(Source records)
****************************************

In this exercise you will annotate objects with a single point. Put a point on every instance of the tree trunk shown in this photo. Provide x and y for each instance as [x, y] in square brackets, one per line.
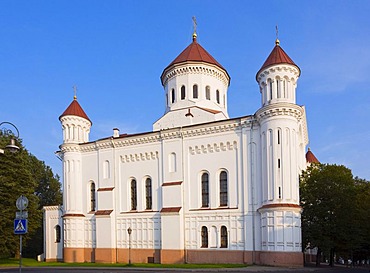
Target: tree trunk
[331, 257]
[318, 257]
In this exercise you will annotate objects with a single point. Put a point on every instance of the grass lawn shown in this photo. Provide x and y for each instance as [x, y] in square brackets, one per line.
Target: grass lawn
[27, 262]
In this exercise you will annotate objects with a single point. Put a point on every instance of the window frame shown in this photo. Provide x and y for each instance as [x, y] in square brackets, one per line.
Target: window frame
[133, 191]
[224, 189]
[148, 194]
[204, 237]
[92, 196]
[224, 237]
[205, 189]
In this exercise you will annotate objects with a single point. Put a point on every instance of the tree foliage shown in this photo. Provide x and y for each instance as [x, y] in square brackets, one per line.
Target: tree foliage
[335, 206]
[22, 173]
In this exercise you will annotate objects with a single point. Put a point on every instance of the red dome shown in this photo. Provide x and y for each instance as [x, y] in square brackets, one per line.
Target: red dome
[75, 109]
[277, 56]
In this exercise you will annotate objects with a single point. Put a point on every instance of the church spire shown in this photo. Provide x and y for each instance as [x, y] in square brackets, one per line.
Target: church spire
[194, 29]
[75, 92]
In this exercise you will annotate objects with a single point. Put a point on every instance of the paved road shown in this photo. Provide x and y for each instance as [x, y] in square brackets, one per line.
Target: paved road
[337, 269]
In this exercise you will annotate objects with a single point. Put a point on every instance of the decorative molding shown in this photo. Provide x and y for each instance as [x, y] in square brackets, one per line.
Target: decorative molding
[139, 157]
[155, 137]
[103, 212]
[198, 68]
[219, 208]
[171, 210]
[216, 147]
[275, 206]
[165, 184]
[73, 215]
[106, 189]
[280, 109]
[285, 68]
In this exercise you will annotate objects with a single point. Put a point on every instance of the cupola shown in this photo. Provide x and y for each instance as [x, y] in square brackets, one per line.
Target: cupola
[195, 86]
[278, 77]
[75, 123]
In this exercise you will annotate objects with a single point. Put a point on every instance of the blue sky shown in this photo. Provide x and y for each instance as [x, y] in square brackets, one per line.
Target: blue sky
[115, 51]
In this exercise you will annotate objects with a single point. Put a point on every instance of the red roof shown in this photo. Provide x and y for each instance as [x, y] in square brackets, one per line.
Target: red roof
[75, 109]
[196, 53]
[277, 56]
[310, 157]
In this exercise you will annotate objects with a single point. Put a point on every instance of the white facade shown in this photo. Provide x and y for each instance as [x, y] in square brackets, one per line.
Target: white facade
[200, 188]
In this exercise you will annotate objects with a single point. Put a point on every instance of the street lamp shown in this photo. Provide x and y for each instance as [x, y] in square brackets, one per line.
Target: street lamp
[10, 147]
[129, 231]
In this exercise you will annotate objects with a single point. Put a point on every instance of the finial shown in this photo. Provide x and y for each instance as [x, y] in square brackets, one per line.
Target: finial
[277, 42]
[75, 92]
[194, 28]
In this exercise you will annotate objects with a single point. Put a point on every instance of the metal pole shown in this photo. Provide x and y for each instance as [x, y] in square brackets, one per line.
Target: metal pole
[20, 253]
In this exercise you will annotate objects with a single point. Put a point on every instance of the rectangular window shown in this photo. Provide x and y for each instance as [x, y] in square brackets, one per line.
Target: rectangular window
[223, 189]
[205, 190]
[133, 195]
[148, 190]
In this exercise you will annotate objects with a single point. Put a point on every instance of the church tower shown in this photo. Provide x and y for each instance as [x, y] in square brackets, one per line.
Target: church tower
[283, 137]
[195, 86]
[76, 128]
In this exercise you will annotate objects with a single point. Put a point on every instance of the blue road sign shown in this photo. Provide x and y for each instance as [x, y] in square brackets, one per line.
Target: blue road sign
[20, 226]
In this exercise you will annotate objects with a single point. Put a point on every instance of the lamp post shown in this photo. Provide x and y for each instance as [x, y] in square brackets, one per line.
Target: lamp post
[129, 231]
[10, 147]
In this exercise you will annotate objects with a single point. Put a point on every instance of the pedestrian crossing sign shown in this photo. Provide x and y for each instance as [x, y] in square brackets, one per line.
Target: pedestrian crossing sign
[20, 226]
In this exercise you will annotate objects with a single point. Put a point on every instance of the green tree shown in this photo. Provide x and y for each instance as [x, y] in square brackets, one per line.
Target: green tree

****************************************

WHAT IS BEING ASKED.
Drop the images and repeat the data exactly.

RESULT OF THIS TASK.
In this exercise you will annotate objects with a single point. Put a point on every instance of the tree trunk shown in this photo. Provide x and y for each instance as [x, y] in square brackets, one per line.
Target: tree trunk
[331, 257]
[318, 257]
In this exercise you will annotate objects with a single point. Put a point on every instance of the grass lawn shown in this photo. Provide x and y for each instance as [x, y] in square brackets, one per line.
Target: grass lawn
[27, 262]
In this exercise you will annotate objects with a single point. Put a point on every instance of the window frame shown in this photo. Provide x and y for each instance as [x, y] in square brackets, one per line.
Target: window frame
[133, 191]
[224, 189]
[148, 194]
[204, 237]
[92, 196]
[224, 237]
[205, 189]
In this exercise you will annotate objects with a single point. Put a point on every instance of the tree foliage shown in this photo. Provide x and y for each instance as [x, y] in square brackets, one per line.
Target: tree foliage
[335, 206]
[22, 173]
In this exercise you will annotate objects with a single point. Put a point on every instance of the red dome shown in this photo. Provide x and y for each instance as [x, y] in square brackets, one per line.
Target: red dome
[75, 109]
[277, 56]
In this exercise you will annotate objects with a single point. Put a point on every instance of the church spire shown in this photo. Provide x and y for each instance as [x, y] in square brackets, one per line.
Target: church spire
[194, 29]
[75, 92]
In this exercise you will annotate objects with a single point. Put a point on every instance of the paved road shown in this photo. Provide x and y for each instance as [x, y] in square brackets, one per line.
Target: paved road
[337, 269]
In this exercise you will annotate objects with a single point. Put a point on every instance of the decorative molding shown in this photo. Provide x and y for each instance as [x, y] in square brackets, one per line.
Target: decorative molding
[139, 157]
[155, 137]
[103, 212]
[198, 68]
[219, 208]
[171, 210]
[216, 147]
[275, 206]
[165, 184]
[73, 215]
[106, 189]
[280, 109]
[285, 68]
In this exercise you will annotate objects with a single point. Put a point on every instance of the cupola shown in this photo. Provide x and y for each instance as [x, y] in square brackets, one per line.
Target: cupola
[195, 86]
[278, 77]
[75, 123]
In this exercise you will annotate objects with a single point. Put a point on every instance of the blue sky shown in this photo. Provide x and y for each instance as [x, y] in square brackets, one per line.
Target: blue sky
[115, 51]
In this exercise you will annotate objects with a single point. Put a point on every instance of the red roof shown in this photo. Provide x and y for each instance as [x, y] in square brackets, one per line.
Target: red roof
[75, 109]
[196, 53]
[277, 56]
[310, 157]
In this exercise you will annotate objects with a single point. Put a point on every instance of the white facade shown in this photo. Provide x and y for each instance as [x, y] in square brackets, one per line.
Target: white facade
[200, 188]
In this exercise you will annotate objects with a single point. Put a point on every instance of the street lamp shown in this photo. Provide x and y for each instance as [x, y] in square brackets, one per line.
Target: street lamp
[10, 147]
[129, 231]
In this exercise you will annotate objects with a single point. Put a point on every instance of the finial shown in this photo. Provide x and y for each instance as [x, y] in square brackets, one per line.
Target: finial
[277, 42]
[75, 92]
[194, 28]
In this exercise you will annotate objects with a single point. Put a point on every instance of the metal pole shown in this photo. Provide x and y for each instance as [x, y] in square brackets, one per line.
Target: metal pole
[20, 253]
In this exercise you will annotate objects with a single point. Put a point on every instance of the rectangular window shown in this photo. Provide x and y for each instance as [x, y] in square brackets, one per line.
Target: rectangular window
[223, 189]
[205, 190]
[133, 195]
[148, 190]
In this exercise you will annotate objects with a single point. Put a point on every instance of the church tower shown in this photo. Provide x and y for each instance as [x, y] in square brackets, one per line.
Target: church tower
[283, 137]
[195, 86]
[76, 128]
In this exercise you will annotate objects with a single point. Put a point on every instance of the blue road sign shown in this photo. Provide x and y for each instance as [x, y] in square brackets, one per line.
Target: blue road sign
[20, 226]
In this exercise you will annotate objects with a single point. Put a point on every instance of the lamp post shown in this photo. Provide x and y for each instance as [x, y] in square brackets, one per line.
Target: lamp post
[129, 231]
[10, 147]
In this exercise you will annotate objects with a single point. Put a point on every instance of the pedestrian crossing sign shown in this photo. Provide x and y for each instance as [x, y] in square brackets, one per line.
Target: pedestrian crossing sign
[20, 226]
In this exercise you will annotate objects with a single point. Put a point on every instance of the green tree shown in this photo. Provide x and y for each instance as [x, y] in square brackets, one per line.
Target: green tree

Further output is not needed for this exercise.